***** Given data *****

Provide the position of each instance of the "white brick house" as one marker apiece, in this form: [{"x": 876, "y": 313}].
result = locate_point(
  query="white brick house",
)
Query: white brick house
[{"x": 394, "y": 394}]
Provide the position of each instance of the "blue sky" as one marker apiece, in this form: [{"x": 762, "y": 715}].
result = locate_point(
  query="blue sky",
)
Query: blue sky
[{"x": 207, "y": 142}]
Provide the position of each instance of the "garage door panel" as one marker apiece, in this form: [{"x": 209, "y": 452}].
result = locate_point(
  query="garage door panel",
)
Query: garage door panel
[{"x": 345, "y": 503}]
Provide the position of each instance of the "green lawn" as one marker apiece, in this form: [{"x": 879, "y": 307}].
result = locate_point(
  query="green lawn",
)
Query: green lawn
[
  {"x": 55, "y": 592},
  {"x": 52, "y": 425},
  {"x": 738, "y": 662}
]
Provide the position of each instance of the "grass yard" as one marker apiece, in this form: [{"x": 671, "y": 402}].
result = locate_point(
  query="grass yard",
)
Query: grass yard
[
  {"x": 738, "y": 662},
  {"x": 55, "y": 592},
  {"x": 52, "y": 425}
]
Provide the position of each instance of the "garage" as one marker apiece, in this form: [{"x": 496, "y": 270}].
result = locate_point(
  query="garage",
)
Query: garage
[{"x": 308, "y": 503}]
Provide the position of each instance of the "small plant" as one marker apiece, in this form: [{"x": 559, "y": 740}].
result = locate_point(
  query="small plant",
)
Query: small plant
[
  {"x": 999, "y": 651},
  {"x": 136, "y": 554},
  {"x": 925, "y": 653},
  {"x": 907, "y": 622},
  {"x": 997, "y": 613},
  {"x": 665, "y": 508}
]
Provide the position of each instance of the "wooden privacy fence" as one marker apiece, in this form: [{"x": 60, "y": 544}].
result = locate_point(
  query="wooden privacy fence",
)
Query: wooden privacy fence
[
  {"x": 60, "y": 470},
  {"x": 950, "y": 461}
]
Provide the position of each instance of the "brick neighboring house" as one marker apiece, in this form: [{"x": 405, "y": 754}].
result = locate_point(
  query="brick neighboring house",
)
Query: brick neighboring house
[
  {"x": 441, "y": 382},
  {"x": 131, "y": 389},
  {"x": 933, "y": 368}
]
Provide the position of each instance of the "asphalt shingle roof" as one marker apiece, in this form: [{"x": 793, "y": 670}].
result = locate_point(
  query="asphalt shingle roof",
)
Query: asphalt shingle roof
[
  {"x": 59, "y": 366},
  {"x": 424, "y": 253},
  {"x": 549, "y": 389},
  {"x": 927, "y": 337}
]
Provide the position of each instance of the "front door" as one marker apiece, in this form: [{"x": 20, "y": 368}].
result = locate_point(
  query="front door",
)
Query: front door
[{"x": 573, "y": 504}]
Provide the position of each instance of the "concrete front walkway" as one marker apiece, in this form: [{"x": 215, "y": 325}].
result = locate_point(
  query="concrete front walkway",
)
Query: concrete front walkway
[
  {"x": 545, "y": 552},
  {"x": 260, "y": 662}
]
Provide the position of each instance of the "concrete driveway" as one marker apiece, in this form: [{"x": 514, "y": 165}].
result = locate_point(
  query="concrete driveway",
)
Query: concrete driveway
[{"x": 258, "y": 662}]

*****

Pick out every line in the material above that contains the string "shingle", and copy each of those lines. Letter case counts.

Provide the position of each instance of the "asphalt shingle roof" as one marker apiece, in this form: [{"x": 793, "y": 670}].
  query="asphalt shingle roof",
Query: asphalt shingle roof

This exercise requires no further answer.